[Start of section]

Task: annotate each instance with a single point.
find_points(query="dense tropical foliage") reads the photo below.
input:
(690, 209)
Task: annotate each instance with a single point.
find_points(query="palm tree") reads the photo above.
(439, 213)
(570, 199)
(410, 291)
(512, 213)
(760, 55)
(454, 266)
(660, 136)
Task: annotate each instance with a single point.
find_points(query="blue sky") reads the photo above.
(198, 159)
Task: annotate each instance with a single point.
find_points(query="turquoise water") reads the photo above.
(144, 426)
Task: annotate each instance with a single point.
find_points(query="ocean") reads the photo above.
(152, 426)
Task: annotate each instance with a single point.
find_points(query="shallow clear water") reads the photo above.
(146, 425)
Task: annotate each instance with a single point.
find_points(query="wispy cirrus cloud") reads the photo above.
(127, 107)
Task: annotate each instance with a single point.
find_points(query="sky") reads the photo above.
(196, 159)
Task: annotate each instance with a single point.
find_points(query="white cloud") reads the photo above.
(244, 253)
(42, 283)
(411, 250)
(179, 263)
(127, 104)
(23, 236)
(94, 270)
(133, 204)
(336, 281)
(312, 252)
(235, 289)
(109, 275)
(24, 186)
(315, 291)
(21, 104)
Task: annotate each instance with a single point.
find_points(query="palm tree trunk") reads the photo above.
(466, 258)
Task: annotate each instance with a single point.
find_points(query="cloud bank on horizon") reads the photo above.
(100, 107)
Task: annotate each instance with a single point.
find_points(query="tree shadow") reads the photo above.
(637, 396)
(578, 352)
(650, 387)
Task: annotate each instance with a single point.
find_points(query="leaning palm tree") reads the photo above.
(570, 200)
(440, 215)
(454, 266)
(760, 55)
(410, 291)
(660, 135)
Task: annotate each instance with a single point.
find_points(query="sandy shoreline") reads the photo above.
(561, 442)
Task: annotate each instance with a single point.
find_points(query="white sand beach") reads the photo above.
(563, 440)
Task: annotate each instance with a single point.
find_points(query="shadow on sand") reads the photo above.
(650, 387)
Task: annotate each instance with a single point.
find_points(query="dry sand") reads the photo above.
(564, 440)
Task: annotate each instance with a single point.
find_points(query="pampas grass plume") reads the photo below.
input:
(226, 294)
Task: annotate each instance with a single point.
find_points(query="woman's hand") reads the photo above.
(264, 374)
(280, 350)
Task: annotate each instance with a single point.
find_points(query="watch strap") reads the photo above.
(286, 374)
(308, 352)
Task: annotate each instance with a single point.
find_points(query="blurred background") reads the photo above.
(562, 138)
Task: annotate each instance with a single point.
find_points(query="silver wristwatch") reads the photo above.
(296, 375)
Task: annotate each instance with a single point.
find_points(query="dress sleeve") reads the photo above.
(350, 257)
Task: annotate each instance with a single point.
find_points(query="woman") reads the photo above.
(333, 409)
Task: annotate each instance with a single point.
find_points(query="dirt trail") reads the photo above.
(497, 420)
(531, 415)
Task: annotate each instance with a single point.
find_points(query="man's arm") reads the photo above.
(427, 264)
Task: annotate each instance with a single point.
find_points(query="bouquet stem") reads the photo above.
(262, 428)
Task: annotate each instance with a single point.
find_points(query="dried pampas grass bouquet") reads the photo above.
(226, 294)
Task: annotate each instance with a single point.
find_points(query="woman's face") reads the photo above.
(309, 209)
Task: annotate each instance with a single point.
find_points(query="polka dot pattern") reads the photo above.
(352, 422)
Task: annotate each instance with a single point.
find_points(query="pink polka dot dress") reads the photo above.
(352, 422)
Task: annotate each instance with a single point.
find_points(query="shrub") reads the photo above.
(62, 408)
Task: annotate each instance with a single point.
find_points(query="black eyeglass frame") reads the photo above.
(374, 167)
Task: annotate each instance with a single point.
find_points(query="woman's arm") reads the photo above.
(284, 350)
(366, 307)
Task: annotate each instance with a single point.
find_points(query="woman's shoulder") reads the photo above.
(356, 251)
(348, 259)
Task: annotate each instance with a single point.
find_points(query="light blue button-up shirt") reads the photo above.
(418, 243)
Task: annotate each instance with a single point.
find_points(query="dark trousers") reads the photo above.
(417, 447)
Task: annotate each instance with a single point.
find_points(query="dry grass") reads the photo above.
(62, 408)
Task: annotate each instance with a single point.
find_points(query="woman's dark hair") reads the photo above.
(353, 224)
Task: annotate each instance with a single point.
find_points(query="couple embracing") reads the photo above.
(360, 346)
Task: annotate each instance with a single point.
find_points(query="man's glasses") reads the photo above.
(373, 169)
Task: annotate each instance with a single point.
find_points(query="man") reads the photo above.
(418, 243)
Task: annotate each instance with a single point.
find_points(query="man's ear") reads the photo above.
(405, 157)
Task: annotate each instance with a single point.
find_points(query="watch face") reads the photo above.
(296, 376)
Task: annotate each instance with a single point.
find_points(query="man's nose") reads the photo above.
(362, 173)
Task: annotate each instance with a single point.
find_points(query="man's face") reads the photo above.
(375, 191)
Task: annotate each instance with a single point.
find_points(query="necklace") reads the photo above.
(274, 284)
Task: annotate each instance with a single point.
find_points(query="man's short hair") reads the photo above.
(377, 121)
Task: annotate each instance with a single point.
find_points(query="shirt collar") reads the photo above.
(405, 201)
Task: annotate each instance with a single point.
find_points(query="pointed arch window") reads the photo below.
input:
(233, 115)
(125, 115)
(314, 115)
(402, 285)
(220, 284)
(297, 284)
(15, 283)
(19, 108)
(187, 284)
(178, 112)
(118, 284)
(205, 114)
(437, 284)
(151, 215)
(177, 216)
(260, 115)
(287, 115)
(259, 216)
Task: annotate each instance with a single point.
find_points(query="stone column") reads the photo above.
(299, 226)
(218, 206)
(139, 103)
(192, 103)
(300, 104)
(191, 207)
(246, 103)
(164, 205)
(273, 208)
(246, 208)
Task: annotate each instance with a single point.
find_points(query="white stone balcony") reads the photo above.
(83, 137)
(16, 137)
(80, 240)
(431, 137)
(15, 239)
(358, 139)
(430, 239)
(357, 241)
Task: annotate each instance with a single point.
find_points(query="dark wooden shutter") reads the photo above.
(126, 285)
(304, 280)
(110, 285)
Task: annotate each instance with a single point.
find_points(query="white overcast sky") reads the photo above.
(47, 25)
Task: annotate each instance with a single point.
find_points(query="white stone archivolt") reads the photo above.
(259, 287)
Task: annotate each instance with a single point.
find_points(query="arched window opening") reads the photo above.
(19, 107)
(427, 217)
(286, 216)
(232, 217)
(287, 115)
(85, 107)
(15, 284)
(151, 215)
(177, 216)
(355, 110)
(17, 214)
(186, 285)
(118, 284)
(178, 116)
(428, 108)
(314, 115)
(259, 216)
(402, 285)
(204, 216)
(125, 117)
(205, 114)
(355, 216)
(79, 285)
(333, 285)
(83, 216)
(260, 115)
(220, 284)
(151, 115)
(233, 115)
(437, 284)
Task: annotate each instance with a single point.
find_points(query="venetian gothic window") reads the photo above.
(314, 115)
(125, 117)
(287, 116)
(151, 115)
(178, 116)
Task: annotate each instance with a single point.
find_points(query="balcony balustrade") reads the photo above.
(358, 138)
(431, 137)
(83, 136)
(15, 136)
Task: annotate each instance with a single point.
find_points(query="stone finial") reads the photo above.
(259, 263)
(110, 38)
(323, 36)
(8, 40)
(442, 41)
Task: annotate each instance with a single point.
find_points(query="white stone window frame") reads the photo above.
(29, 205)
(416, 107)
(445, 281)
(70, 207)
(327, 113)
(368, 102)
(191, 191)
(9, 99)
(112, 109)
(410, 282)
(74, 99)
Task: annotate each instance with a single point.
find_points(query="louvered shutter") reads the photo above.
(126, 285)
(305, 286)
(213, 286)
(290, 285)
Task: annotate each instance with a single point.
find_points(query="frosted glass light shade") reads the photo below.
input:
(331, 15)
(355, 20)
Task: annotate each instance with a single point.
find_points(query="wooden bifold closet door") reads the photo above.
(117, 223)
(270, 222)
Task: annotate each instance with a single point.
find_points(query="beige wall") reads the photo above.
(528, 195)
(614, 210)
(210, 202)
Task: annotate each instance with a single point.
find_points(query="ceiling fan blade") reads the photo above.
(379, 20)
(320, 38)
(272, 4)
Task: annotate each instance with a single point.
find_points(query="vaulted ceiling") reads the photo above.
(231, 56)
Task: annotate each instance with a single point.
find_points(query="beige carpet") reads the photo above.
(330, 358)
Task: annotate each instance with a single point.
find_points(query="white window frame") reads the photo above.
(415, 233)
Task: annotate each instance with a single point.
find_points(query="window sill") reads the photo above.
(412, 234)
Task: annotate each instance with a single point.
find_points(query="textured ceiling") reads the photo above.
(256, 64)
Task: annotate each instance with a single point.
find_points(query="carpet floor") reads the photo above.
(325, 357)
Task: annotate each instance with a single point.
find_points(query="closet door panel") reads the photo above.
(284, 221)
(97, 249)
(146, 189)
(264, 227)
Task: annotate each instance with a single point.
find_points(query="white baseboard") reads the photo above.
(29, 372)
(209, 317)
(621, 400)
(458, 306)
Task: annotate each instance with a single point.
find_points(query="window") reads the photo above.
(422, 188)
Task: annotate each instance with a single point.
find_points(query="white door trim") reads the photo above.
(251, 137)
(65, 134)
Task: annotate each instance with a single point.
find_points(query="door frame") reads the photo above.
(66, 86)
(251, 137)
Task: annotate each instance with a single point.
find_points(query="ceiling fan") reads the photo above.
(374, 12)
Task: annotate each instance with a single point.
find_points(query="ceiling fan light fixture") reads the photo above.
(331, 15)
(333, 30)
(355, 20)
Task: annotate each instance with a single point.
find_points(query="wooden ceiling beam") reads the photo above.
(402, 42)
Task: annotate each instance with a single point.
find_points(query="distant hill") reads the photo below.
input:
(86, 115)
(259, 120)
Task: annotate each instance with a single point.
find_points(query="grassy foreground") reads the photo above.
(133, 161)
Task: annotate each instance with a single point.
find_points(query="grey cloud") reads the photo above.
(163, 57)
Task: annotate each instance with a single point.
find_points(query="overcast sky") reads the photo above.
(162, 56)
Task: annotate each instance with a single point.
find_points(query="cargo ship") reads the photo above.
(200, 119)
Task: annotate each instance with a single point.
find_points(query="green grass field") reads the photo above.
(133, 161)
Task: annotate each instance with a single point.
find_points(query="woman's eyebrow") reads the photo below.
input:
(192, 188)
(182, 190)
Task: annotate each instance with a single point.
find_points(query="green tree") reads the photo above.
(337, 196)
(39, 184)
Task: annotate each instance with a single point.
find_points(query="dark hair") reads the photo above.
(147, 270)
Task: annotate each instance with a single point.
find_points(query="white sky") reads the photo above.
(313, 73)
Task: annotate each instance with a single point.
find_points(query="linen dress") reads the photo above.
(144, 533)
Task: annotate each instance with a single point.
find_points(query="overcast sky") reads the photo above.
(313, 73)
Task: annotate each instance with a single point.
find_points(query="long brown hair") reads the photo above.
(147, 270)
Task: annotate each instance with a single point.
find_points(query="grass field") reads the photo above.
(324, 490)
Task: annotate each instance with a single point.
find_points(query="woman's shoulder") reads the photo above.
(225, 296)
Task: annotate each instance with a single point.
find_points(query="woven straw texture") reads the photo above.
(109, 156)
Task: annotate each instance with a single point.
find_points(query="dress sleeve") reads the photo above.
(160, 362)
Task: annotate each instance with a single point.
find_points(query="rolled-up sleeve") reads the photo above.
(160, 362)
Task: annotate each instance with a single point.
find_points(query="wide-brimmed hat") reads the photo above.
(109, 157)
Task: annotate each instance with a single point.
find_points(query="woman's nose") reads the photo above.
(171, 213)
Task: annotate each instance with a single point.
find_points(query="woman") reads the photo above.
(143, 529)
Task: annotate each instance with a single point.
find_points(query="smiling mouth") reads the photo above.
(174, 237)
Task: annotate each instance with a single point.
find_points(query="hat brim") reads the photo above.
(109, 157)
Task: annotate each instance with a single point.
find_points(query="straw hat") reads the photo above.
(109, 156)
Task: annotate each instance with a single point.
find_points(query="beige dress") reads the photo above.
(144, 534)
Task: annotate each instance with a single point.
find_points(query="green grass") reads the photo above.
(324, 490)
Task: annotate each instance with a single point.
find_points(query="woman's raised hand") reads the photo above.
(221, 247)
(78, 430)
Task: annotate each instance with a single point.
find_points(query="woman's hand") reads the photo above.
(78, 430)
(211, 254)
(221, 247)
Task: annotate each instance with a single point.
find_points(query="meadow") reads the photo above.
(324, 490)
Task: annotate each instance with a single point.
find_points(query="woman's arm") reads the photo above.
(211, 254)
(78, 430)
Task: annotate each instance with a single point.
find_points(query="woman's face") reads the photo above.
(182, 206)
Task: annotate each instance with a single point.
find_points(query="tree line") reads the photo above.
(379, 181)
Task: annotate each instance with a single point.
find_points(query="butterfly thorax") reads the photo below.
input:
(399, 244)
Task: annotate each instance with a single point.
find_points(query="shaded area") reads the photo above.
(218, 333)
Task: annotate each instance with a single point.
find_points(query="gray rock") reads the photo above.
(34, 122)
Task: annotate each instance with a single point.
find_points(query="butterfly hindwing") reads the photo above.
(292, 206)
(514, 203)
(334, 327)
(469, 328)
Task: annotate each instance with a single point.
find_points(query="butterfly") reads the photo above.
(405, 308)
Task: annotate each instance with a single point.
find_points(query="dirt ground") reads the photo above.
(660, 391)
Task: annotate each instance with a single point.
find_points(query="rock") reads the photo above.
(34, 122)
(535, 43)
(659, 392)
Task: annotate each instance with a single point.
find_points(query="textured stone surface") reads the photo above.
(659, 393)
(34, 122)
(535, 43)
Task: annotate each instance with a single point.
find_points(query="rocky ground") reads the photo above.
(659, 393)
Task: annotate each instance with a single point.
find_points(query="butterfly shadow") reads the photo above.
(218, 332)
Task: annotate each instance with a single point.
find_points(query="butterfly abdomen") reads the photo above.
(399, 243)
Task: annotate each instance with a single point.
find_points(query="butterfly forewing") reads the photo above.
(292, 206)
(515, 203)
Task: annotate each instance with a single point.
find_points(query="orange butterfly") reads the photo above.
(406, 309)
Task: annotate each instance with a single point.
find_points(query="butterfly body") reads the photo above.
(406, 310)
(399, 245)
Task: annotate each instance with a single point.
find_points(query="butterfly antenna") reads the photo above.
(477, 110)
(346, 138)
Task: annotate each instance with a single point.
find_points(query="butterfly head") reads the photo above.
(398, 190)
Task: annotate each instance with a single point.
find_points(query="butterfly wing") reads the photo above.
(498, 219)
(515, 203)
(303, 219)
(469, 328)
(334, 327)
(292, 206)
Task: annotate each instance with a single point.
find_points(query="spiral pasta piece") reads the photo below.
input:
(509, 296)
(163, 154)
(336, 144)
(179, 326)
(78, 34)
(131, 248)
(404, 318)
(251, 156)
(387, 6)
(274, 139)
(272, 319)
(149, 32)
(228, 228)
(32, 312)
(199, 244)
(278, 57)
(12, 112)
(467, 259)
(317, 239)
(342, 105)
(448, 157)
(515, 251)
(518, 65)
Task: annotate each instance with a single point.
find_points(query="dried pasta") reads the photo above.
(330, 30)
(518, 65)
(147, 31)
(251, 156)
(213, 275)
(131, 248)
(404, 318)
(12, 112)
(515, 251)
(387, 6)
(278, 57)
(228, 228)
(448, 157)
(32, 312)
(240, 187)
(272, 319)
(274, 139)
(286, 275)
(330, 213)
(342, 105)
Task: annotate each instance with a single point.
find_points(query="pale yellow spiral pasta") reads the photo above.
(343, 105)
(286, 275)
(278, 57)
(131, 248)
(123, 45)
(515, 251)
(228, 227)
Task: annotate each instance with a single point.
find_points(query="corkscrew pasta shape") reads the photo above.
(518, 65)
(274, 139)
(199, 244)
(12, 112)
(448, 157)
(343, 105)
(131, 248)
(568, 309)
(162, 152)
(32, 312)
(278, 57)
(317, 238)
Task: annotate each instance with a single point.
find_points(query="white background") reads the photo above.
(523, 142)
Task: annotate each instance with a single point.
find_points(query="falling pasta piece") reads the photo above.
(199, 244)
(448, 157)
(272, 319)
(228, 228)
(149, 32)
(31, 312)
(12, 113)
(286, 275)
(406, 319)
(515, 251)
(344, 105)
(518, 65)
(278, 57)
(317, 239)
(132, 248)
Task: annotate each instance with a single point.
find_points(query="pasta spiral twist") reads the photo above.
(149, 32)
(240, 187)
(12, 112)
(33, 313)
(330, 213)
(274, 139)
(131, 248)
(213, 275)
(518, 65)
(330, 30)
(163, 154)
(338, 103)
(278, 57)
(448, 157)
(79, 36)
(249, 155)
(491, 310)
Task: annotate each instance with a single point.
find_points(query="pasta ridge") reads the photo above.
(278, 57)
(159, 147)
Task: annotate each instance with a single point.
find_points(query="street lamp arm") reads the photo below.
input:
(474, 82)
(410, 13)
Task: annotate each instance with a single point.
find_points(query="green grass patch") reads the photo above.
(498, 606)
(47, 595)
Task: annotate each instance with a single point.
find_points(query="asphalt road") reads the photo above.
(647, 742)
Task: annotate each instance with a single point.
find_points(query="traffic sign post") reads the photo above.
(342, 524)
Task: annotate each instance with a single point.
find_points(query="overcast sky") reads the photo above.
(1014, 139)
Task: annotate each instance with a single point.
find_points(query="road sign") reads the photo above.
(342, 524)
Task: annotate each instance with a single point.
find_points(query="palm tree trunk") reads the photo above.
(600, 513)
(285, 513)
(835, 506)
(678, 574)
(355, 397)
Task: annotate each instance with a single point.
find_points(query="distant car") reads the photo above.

[End of section]

• [WHAT IS REQUIRED]:
What lines in the data above carry "below"? Return them all.

• [SOLUTION TO THE PROBLEM]:
find_points(query="dense tropical foliage") reads the photo below.
find_points(query="pampas grass plume") reads the photo below.
find_points(query="pointed arch window") reads the photo below.
find_points(query="frosted glass light shade") reads the photo below.
find_points(query="distant hill") reads the photo below.
find_points(query="woman's eyebrow") reads the photo below.
find_points(query="butterfly thorax") reads the photo below.
find_points(query="spiral pasta piece") reads the photo below.
find_points(query="street lamp arm") reads the photo below.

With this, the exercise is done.